Aphasia, the most disabling functional defect after ischemic stroke, affects more than a third of all stroke victims. It improves during the first 4 weeks in one-third of patients and during the first 6 months in approximately half of them. Early and intensive speech and language therapy (SLT) is the only effective treatment to date but usually is limited in duration and intensity. Therefore, improved and additional treatment strategies are required to improve recovery of language functions.

Poststroke aphasia results from the lesion of cortical areas involved in the motor production of speech (Broca’s aphasia) or in the semantic aspects of language comprehension (Wernicke’s aphasia). Such lesions induce an important reorganization of speech/language-specific brain networks due to an imbalance between cortical facilitation and inhibition. In fact, functional recovery is associated with changes in the excitability of the damaged neural structures and their connections. Two main mechanisms are involved in poststroke recovery: the recruitment of perilesional regions of the left hemisphere in case of small lesions and the acquisition of language processing ability in homotopic areas of the nondominant right hemisphere when left hemispheric language abilities are severely impaired.

- [INFORMATION]
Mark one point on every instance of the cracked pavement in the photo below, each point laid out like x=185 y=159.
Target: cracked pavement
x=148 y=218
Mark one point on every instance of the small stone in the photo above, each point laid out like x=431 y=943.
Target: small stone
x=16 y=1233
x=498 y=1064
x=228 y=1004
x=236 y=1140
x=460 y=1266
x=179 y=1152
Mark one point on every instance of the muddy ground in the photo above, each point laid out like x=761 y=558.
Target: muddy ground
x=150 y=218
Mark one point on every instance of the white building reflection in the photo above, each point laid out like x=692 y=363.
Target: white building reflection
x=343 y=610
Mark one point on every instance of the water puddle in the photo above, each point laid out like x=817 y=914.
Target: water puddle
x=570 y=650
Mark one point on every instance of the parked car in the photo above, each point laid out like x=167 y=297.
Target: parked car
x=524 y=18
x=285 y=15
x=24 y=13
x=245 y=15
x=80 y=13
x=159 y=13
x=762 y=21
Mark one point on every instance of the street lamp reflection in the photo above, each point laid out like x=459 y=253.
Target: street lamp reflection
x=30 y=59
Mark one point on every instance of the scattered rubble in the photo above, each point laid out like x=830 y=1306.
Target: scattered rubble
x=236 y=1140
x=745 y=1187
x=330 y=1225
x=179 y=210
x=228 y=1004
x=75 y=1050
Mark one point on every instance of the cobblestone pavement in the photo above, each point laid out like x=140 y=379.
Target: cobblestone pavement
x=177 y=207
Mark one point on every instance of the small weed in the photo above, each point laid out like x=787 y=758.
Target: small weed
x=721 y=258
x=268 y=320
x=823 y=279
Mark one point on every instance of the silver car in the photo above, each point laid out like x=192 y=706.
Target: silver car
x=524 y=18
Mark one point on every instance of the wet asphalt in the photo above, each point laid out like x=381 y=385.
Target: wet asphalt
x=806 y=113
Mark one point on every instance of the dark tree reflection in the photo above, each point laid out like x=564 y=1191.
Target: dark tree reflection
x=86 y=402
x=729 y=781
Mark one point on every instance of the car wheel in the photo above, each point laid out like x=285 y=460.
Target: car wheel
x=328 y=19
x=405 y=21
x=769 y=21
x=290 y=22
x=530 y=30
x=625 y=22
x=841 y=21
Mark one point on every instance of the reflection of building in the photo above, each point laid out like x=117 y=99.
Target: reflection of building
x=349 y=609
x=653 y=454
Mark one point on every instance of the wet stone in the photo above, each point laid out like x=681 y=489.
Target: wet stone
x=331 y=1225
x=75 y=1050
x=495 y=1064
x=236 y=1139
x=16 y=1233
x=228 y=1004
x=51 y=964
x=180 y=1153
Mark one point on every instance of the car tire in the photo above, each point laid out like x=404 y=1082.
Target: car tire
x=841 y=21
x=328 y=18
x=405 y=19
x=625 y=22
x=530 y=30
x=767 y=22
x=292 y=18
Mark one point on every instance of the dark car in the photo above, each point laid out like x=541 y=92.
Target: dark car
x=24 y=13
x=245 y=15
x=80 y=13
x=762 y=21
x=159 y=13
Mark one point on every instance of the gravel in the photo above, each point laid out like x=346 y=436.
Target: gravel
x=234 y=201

- [WORK TASK]
Continue the passage on poststroke aphasia from its last sentence.

- [ANSWER TO THIS EXERCISE]
The purpose of NIBS application in the neurorehabilitation of aphasic patients is to act on specific networks involved in the pathophysiology of language processing and to promote adaptative cortical reorganization after stroke. The rehabilitation of poststroke aphasia refers to two different strategies: the recruitment of perilesional cortical regions in the dominant (left) hemisphere on one hand and the development of language ability in the nondominant (right) hemisphere on the other hand using either rTMS or tDCS. The compensatory potential of the nondominant hemisphere is probably limited, and the recovery from poststroke aphasia seems to be more effective in patients who recover left hemisphere networks and left IFG function.

Therefore, the majority of NIBS trials in poststroke aphasia aimed to reinforce the activity of brain regions in the left hemisphere. This goal can be achieved by using an excitatory NIBS protocol (either high frequency rTMS, intermittent TBS (iTBS) or anodal tDCS) to reactivate the lesioned area or an inhibitory NIBS protocol (either low-frequency rTMS or cathodal tDCS) to reduce activities in the contralesional homologous area.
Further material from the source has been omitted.